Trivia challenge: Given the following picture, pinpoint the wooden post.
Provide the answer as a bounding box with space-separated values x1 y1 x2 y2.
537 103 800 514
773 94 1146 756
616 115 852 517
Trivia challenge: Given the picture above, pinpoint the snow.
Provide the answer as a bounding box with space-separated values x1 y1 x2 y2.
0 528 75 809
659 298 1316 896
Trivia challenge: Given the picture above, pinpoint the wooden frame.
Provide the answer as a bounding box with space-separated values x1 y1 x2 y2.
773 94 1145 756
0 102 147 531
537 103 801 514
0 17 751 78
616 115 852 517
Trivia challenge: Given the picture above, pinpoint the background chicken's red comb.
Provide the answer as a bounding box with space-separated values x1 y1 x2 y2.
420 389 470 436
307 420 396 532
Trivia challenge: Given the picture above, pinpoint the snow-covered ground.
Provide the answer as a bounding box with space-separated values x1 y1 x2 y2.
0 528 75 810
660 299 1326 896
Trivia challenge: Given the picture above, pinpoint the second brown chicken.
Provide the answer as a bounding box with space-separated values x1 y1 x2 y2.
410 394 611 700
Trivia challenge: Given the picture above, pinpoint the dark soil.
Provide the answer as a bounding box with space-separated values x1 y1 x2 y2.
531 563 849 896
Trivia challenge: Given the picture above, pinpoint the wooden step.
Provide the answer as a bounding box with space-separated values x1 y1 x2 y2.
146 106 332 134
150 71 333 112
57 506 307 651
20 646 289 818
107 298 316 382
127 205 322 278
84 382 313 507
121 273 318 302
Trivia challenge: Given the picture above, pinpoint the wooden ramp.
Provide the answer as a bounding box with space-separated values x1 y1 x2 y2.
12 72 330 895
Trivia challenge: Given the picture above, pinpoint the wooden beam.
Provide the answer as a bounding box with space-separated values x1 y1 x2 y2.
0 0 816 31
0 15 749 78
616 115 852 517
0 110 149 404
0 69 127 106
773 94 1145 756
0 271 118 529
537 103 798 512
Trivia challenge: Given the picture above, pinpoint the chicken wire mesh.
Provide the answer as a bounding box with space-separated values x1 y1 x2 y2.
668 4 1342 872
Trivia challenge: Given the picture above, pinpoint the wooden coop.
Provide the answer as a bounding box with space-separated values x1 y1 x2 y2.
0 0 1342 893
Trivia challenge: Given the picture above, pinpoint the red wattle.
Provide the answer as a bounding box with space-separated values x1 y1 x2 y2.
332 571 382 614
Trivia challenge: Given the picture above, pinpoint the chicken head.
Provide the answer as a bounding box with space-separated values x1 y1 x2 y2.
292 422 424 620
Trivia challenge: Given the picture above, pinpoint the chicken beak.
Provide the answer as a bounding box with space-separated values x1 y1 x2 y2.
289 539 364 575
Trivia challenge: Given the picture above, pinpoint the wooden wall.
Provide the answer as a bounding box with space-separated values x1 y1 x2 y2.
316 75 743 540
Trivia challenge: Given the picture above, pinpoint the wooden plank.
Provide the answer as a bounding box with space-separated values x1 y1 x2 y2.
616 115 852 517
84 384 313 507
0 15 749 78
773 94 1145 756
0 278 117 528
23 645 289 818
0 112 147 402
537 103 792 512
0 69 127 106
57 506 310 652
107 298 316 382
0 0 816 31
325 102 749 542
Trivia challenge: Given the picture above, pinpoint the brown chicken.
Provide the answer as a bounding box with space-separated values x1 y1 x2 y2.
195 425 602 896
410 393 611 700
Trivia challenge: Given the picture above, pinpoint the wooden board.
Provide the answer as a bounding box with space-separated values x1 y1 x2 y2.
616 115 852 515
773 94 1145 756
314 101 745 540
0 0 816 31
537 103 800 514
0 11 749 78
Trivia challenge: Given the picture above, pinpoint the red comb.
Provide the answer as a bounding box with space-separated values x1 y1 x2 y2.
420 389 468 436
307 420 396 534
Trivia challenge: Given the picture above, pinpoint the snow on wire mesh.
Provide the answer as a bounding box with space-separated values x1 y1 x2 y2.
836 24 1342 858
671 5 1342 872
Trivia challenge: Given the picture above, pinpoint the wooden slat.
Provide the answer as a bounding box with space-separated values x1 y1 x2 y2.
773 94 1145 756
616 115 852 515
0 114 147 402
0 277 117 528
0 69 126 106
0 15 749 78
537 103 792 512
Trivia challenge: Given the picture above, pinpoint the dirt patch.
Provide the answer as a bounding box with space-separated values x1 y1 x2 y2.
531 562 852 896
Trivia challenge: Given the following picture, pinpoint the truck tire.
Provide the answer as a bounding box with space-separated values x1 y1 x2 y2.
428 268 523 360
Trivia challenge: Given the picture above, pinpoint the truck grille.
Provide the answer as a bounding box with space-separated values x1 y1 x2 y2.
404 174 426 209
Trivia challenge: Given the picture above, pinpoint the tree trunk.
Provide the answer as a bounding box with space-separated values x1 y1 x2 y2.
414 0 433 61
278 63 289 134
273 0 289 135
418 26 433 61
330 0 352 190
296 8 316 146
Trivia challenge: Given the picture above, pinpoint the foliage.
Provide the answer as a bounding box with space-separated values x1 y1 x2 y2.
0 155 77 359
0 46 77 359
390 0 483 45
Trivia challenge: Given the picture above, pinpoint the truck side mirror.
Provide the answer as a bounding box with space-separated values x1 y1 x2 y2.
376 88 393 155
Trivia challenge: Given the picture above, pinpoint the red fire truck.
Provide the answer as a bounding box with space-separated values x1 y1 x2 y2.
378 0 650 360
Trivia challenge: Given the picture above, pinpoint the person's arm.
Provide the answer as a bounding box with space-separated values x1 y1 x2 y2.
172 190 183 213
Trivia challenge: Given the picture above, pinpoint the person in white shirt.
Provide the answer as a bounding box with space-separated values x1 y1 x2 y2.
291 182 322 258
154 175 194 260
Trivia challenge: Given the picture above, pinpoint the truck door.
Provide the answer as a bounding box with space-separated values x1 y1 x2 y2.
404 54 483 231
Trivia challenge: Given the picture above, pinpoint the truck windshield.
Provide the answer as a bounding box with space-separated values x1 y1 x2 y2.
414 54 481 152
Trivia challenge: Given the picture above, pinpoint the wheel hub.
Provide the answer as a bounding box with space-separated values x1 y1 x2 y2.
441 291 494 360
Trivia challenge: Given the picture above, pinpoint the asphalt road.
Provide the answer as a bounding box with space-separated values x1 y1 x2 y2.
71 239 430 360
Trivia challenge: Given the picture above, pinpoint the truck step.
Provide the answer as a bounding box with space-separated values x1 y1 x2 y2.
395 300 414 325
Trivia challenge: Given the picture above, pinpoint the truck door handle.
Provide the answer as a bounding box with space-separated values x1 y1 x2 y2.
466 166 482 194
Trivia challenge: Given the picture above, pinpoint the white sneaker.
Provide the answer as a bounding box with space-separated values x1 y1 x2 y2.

-*-*-

Rewrite all of the entries above, swapping "pinpoint" for "locate" wherever it occurs and leaving everything else unchanged.

Trivia challenge: Given the following picture, locate the wooden post.
Provide the answer as a bounding box with space-separated values x1 y1 x2 y2.
537 103 800 514
773 94 1146 756
616 115 852 517
Trivia challenge: Given the picture above, locate the snow.
Provide the answer as a bounding box with space-separated values x1 y1 x2 y2.
0 528 75 809
659 298 1316 896
Trivia challenge: Given the picture above, locate the wooden frame.
Provide the answer as a bounding box with space-separated values x1 y1 x2 y2.
773 94 1145 756
0 102 147 531
537 103 801 514
0 17 751 78
616 115 852 517
Trivia challenge: Given the picture above, locate the background chicken's red comb.
Provide the answer as a bounding box with space-separated values x1 y1 x2 y2.
420 389 470 436
307 420 396 532
Trivia challenge: Given the picture above, locate the snow-covered ground.
Provide the answer as a bounding box with space-separated values x1 y1 x2 y2.
0 528 75 810
660 299 1326 896
Trivia challenge: Given the picture above, locate the second brown chicken.
Provide the answer as a bounding box with space-separated values x1 y1 x2 y2.
410 394 611 700
Trivia challenge: Given the picture above, locate the dark soil.
Provide the answer as a bounding box with space-separated values x1 y1 x2 y2.
531 563 849 896
Trivia challenge: Given the picture above, locate the wooden step.
Provide the answer as a bounding box with space-separated values x1 y1 x2 y2.
146 106 332 134
150 71 333 112
57 506 307 651
20 646 289 818
107 298 316 382
127 205 322 278
84 382 313 507
121 273 318 302
Trivia challenge: Given the picture above, locate the wooden ramp.
Provide the answer as a bounding box with space-separated values x1 y1 x2 y2.
12 72 330 895
Trivia challenge: Given the picture above, locate the wooden beam.
Provide the answer as a bounding box with space-separated values x1 y1 x2 y2.
0 0 816 31
0 15 749 78
616 115 852 517
0 110 149 404
0 69 127 106
773 94 1145 756
0 271 118 529
537 103 798 512
Trivia challenge: Given the picture above, locate the chicken wire mesh.
Provide the answer as a bounding box with space-separated values x1 y1 x2 y2.
668 4 1342 872
Trivia challenge: Given the picture above, locate the wooden coop.
Provide the answer as a bounding box with space-separated values x1 y1 x2 y2.
0 0 1342 893
Trivia challenge: Given the picture above, locate the red wattle.
Provide the answer as a bounding box with space-separated values x1 y1 x2 y2.
332 571 382 614
Trivia challenge: Given the picture above, locate the chicken head.
Provide the answer as a bounding box with space-separated values x1 y1 x2 y2.
292 422 424 620
Trivia challenge: Given the picture above, locate the chicken beak.
Provide the answer as a bounding box with space-separated values x1 y1 x2 y2.
289 539 364 575
Trivia challenge: Given the picture above, locate the wooden wall.
Provide the answer as a bounding box with space-separated values x1 y1 x2 y2.
316 75 743 540
Trivia challenge: Given the picture above, locate the wooden plank.
Provide the answer as a bounding box with space-separated values x1 y1 x2 y2.
616 115 852 517
84 384 313 507
0 15 749 78
773 94 1145 756
0 278 117 528
23 645 289 818
0 112 147 402
537 103 792 512
0 69 127 106
57 506 310 652
107 298 316 382
0 0 816 31
325 102 749 542
Trivia challenge: Given the picture above, locate the brown chicken.
Provide the answer as a bounding box with space-separated values x1 y1 x2 y2.
195 425 602 896
410 393 611 700
Trivia challenge: Given the picture above, locate the wooden board.
Provide the answer as a bounding box with space-separated values x1 y1 x2 y2.
616 115 852 515
773 94 1145 756
314 101 745 540
0 0 816 31
537 103 800 514
0 11 749 78
Trivia challenge: Given the picture above, locate the red comb.
Provide the answer as a bounding box with space-separated values x1 y1 x2 y2.
420 389 468 436
307 420 396 534
Trivia challenge: Given the picture above, locate the snow on wire mesh.
Provide the answer as a bounding box with space-separated values x1 y1 x2 y2.
836 24 1342 858
671 5 1342 872
Trivia challenge: Given the picture above, locate the wooden slat.
Provide the answer as a bounding box with space-separated values x1 y1 x2 y2.
773 94 1145 756
616 115 852 515
0 114 147 402
0 277 117 528
0 69 126 106
0 15 749 78
537 103 792 512
Trivia challenge: Given the picture above, locate the dirt patch.
Provide the answer as a bounding box with space-separated values x1 y1 x2 y2.
531 562 852 896
Trivia challenge: Given the following picture, locate the truck tire.
Provide the answer as a bounding box with space-separated values x1 y1 x2 y2.
428 268 523 360
Trivia challenge: Given the picture above, locate the truck grille.
Provide the answer as a bounding box with space-separated values x1 y1 x2 y2.
404 174 426 209
Trivia challenge: Given the picture above, locate the tree trunk.
Provide the answer as a bounding box with space-separated values x1 y1 x2 y2.
414 0 433 61
278 63 289 134
273 0 289 135
418 26 433 61
330 0 352 190
296 8 316 146
Trivia challenge: Given the picture above, locate the foliage.
Provide the answer as a bounding box with space-separated values x1 y1 x2 y2.
0 155 77 359
0 46 77 359
390 0 483 45
Trivia challenge: Given the picture above, locate the truck side mirror.
Provide the answer as a bounding box with space-separated values x1 y1 x2 y2.
376 88 393 155
Trivia challenge: Given the picture above, locate the red fire truck.
Provide the answer as a bounding box with space-separated values x1 y1 x2 y2.
378 0 650 360
Trivia challenge: Given the picture above, locate the person's arm.
Provide the answer as a bounding box with space-separated values x1 y1 x2 y2.
172 190 183 213
Trivia challenge: Given the picture above, locate the person in white shirt.
Provide the answer as a bounding box with space-separated values x1 y1 x2 y2.
291 182 322 258
154 175 194 260
Trivia challenge: Given the picture above, locate the truck door.
Provide the answer as a bounding box with space-separated values x1 y1 x2 y2.
404 54 483 231
Trivia challenge: Given the picture above, locate the truck windshield.
Provide the answer as a bounding box with space-separated values x1 y1 x2 y2.
414 54 481 152
Trivia challenge: Given the picture above, locate the wheel hub.
Provide the answer as a bounding box with space-separated values x1 y1 x2 y2.
441 291 494 360
Trivia challenge: Given the picture above, locate the asphalt road.
Provide the answer as a bounding box with space-separated values x1 y1 x2 y2.
71 239 430 360
Trivia challenge: Given the picture above, locate the truck step.
Provide the answer as a bounding box with space-separated values x1 y1 x2 y2.
395 300 414 325
Trivia challenge: Given the picture above, locate the truck door handle.
Provide the answer as a bounding box with space-separated values x1 y1 x2 y2.
466 166 482 194
Trivia challenge: Given the picture above, locate the white sneaker.
Provide the answer as a bounding box with space-separated values x1 y1 x2 y2.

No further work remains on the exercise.